▸ Written exercise A:
Please answer these questions using the coach wiring passage:
(i) Besides the dash and engine compartment, what does the engine battery power?
(ii) How many 6V batteries are recommended, and how are they connected?
(iii) What kind of fuses does the outdated distribution center in the GMCs use?
▸ Written exercise B: Pick up the coach wiring passage after its last sentence and keep writing it.

▸ Provided passage:
________________________

Similarly there are 2 sources of 12V DC power as well. Your house batteries power everything in the “house” and your engine battery that powers everything in the dash and engine compartment. (this also powers your stock compressor for electrolevel).
The AC side is pretty familiar to most, it’s the same as whats in your house. Hot neutral and ground etc. I’m not going to go into that because you either know how to do it, or you should leave it to a professional so you don’t burn down your coach!
The DC side is pretty simple. You’ve got your battery(s), your distribution center, the wiring, and your loads.
We’ll start with batteries:
Most (me included) recommend using 2 6V deep cycle batteries in series to get 12V. There’s a few reasons for this but basically you get more bang for your buck and more power from your batteries. 6V Golf cart batteries like the Trojan T105 are preferred. They put out somewhere around 200-250 AH depending on the brand and model. But what the hell is an AH? It’s a measure of how much power your battery can store. The higher the number the more juice you’ll have on reserve, (complicated subject, but that’s the gist)
The distribution center in the GMC’s is also outdated with glass fuses. We recommend replacing this with a nice new 12V Fuse box with blade fuses that are a lot easier to see when blown, and in this day and age a lot easier to find replacements for if you’re in the middle of nowhere. Most every gas station carries blade fuses, I’m noticing fewer and fewer with glass fuses.

________________________

Boundary annotation material

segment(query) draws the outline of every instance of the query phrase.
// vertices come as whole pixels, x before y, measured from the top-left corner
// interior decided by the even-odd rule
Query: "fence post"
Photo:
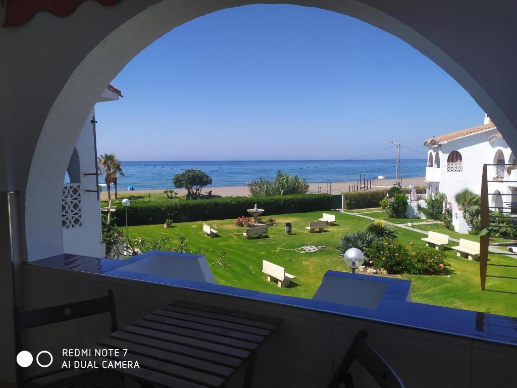
[[[481,212],[480,224],[481,228],[490,226],[490,216],[488,207],[488,177],[486,173],[486,165],[483,165],[481,175]],[[486,266],[488,264],[488,244],[490,236],[481,236],[479,240],[479,280],[481,283],[481,290],[484,291],[486,283]]]

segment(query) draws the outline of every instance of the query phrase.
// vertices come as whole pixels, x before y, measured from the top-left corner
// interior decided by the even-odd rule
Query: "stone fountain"
[[[255,204],[255,207],[253,208],[248,209],[248,213],[253,216],[253,221],[257,225],[265,223],[265,222],[259,222],[258,221],[258,216],[264,213],[264,209],[259,209],[258,206],[257,206],[257,204]]]

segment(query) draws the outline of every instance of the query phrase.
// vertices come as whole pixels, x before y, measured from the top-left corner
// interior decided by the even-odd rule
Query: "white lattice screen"
[[[81,185],[69,183],[63,186],[61,200],[63,227],[68,229],[81,226]]]

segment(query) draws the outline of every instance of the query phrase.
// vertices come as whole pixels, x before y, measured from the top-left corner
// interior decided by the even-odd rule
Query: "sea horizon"
[[[121,162],[125,176],[120,176],[118,186],[124,189],[132,186],[135,190],[175,188],[172,178],[187,169],[201,170],[212,178],[212,187],[242,186],[255,179],[272,179],[280,170],[297,175],[310,183],[356,181],[360,176],[374,180],[378,175],[395,178],[394,159],[314,159],[267,160],[130,161]],[[401,159],[402,178],[425,175],[425,159]],[[100,183],[103,178],[99,177]],[[66,180],[65,179],[65,182]]]

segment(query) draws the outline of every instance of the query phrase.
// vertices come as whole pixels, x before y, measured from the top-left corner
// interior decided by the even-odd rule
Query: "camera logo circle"
[[[26,368],[32,364],[33,356],[30,352],[22,350],[16,356],[16,362],[22,368]]]
[[[42,354],[48,354],[49,357],[50,357],[50,361],[49,361],[48,364],[42,364],[40,362],[40,356]],[[31,366],[31,365],[32,365],[33,361],[34,361],[34,359],[33,357],[33,355],[31,354],[30,352],[28,352],[26,350],[22,350],[16,356],[17,363],[22,368],[27,368],[27,367]],[[50,366],[53,361],[54,357],[52,357],[52,354],[50,352],[47,350],[42,350],[41,352],[38,353],[38,355],[36,356],[36,363],[42,368],[47,368]]]
[[[48,364],[41,364],[39,362],[39,356],[41,354],[48,354],[49,356],[50,357],[50,361],[49,361]],[[38,355],[36,356],[36,362],[38,363],[38,365],[41,366],[42,368],[47,368],[47,367],[50,366],[50,365],[52,363],[52,361],[54,361],[54,357],[52,357],[52,355],[50,353],[50,352],[47,350],[42,350],[41,352],[38,353]]]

________________________

▸ Final result A:
(i) The stock compressor for electrolevel.
(ii) Two, connected in series to get 12V.
(iii) Glass fuses.

▸ Final result B:
I prefer marine parts to RV parts. In my experience things built for marine use are better quality than those for RV use. To me RV Parts=Cheap. We don’t stock any at the moment, but we like the Blue Sea products (marine).
From here your wiring is likely fine if it works, don’t fix it.
The lighting stock in a GMC is standard 12v halogen. There’s nothing wrong with this and if it works for you keep on keeping on. However, newer better tech is available. LED lighting draws 1/10 the power for the same light as an incandescent. Read the lighting post HERE for specifics. Less power draw= more time on your batteries and less time on the juice! Basically if you run nothing but lights, you can stay out 10X longer with the LED’s than you could with the standard 12v halogens. That’s a big ass difference!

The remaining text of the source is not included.